## Exercise aim
Locate each line in the listing below that contains the word "flower" and copy those lines out.

## Dataset entries
— BEGIN —

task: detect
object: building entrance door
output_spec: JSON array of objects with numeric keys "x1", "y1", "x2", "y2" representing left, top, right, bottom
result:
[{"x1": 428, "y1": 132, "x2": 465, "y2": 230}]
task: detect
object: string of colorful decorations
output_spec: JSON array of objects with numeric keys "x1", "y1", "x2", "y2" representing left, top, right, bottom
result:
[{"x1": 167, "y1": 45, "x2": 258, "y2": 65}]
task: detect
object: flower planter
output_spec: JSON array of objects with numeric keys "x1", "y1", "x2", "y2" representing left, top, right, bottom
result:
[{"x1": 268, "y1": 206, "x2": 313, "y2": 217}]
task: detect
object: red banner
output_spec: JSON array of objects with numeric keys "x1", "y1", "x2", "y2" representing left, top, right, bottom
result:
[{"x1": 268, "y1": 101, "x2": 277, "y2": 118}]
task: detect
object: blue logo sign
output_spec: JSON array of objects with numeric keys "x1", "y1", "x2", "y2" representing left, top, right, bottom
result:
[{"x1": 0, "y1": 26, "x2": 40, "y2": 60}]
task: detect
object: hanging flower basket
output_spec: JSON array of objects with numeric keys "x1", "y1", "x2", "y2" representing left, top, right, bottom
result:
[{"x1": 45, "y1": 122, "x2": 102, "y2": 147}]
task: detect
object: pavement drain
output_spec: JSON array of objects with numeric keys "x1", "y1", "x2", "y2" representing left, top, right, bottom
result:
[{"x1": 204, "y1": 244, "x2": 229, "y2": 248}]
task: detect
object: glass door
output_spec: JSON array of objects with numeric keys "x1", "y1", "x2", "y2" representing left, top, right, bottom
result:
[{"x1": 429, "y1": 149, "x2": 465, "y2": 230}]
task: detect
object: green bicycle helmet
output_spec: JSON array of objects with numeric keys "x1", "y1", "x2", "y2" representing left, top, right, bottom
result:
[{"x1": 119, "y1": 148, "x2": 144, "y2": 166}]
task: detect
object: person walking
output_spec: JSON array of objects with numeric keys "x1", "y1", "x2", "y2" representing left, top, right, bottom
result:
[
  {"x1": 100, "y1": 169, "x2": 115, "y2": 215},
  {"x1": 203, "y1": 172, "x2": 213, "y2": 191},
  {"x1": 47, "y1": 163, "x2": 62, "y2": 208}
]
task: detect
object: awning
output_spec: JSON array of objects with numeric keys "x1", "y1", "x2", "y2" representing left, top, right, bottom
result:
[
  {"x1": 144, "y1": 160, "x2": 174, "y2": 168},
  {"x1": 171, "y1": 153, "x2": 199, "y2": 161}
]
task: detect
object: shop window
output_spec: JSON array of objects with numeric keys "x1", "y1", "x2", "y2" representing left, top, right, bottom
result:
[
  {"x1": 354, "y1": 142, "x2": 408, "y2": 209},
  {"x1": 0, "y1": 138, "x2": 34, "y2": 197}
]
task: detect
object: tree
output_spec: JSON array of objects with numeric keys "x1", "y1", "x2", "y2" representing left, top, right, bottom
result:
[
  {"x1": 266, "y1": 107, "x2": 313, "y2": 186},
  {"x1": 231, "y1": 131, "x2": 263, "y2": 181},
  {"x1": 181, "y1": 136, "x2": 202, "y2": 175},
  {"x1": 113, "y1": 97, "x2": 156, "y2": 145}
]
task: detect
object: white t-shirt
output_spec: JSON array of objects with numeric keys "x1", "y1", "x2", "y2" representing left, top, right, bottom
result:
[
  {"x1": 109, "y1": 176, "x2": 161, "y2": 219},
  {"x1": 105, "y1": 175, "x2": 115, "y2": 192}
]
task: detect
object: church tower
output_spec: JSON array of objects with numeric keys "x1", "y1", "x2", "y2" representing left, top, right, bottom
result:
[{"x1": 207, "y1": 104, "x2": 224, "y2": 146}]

— END —
— BEGIN —

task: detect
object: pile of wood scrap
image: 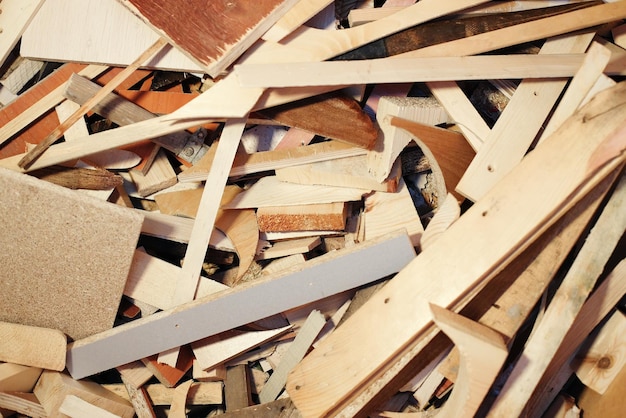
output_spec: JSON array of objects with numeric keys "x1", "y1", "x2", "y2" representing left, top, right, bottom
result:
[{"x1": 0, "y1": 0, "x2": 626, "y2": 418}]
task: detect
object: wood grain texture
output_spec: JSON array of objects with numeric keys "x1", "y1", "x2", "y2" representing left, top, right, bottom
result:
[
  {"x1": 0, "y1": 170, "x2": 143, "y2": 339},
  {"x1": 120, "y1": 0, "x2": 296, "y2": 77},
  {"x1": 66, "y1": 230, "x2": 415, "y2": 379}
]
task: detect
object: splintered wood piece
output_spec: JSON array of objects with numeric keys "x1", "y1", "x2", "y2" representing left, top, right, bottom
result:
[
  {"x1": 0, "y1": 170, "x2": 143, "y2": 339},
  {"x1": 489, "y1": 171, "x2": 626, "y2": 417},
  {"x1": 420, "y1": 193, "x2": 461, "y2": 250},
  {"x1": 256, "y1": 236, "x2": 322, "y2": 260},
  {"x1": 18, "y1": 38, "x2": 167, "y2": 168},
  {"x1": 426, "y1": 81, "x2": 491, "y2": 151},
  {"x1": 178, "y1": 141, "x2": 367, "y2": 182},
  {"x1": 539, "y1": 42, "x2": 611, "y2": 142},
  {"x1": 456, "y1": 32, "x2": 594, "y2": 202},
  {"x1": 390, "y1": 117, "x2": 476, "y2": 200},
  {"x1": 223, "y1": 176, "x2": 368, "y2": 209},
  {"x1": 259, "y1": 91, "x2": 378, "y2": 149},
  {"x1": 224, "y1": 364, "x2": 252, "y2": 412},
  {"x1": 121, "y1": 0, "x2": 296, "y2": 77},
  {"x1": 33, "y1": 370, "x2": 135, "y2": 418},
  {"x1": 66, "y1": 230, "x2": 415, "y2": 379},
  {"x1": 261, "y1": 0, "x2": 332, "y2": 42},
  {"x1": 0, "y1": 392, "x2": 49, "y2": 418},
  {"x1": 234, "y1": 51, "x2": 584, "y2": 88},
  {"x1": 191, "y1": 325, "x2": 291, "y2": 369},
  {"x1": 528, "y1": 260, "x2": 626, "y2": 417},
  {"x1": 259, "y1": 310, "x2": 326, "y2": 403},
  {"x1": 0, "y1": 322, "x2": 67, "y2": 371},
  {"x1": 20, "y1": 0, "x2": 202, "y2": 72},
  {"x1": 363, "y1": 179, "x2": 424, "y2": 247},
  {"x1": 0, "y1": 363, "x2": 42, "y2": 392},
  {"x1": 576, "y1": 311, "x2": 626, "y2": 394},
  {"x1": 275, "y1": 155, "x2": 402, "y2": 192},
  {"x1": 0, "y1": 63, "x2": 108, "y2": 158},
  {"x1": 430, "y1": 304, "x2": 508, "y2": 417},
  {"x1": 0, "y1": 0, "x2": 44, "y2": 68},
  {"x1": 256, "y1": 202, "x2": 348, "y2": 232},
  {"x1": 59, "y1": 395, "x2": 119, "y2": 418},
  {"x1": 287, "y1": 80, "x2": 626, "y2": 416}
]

— END —
— BEGIN —

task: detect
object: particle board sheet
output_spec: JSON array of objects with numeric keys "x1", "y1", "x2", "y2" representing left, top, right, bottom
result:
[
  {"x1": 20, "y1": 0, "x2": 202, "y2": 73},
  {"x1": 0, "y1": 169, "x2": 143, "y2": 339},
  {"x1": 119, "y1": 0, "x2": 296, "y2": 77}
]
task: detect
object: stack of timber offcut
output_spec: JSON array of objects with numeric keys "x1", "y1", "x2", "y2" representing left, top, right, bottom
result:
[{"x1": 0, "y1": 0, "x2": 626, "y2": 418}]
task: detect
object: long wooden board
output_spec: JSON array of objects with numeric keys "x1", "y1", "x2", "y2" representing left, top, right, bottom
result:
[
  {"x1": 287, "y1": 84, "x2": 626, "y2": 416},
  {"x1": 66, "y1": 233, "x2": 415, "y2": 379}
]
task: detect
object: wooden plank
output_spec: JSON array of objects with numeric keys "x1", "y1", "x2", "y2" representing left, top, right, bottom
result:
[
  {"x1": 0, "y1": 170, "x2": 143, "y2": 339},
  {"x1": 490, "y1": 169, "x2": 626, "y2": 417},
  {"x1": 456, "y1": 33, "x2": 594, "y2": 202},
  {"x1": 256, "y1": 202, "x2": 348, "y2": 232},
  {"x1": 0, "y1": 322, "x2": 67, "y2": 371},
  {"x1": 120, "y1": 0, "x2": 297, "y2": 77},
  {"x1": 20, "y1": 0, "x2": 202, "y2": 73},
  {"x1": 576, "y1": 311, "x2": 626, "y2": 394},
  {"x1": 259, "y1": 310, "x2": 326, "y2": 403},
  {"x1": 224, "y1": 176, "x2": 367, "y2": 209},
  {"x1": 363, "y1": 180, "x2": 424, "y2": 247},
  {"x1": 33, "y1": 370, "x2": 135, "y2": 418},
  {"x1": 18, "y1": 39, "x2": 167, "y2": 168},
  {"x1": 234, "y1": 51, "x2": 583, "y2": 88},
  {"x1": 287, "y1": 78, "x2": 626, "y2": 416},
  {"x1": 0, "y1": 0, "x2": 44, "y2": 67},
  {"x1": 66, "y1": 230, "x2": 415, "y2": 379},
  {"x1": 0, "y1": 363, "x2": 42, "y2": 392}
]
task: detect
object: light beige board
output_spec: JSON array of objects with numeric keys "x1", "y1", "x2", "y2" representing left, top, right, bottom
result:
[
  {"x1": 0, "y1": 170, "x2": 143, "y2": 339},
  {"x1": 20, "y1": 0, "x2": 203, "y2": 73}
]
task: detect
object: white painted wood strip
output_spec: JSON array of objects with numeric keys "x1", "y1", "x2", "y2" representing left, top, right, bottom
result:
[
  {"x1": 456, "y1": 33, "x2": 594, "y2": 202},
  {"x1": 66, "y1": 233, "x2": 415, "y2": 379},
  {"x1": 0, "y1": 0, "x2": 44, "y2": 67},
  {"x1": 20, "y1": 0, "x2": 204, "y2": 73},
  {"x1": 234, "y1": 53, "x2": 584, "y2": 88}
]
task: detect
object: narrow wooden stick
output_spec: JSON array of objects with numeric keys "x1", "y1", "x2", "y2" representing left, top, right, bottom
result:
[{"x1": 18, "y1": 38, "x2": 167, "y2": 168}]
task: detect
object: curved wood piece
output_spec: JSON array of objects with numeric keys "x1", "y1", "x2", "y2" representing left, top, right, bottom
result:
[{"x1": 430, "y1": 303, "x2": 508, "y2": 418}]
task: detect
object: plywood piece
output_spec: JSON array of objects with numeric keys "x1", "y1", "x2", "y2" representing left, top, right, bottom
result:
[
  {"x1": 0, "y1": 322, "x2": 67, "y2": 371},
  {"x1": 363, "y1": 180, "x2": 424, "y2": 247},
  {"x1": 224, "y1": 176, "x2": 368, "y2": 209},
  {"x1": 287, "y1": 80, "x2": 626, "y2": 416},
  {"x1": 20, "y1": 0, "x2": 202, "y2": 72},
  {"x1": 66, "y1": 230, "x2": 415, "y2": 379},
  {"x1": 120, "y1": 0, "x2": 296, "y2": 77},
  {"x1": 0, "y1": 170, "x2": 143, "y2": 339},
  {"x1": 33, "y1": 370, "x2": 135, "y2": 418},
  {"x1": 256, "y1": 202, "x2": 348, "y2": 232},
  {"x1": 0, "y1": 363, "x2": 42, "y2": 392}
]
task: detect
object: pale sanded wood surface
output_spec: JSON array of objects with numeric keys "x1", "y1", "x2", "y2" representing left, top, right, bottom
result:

— END —

## The answer
object: flower planter
object: hanging flower basket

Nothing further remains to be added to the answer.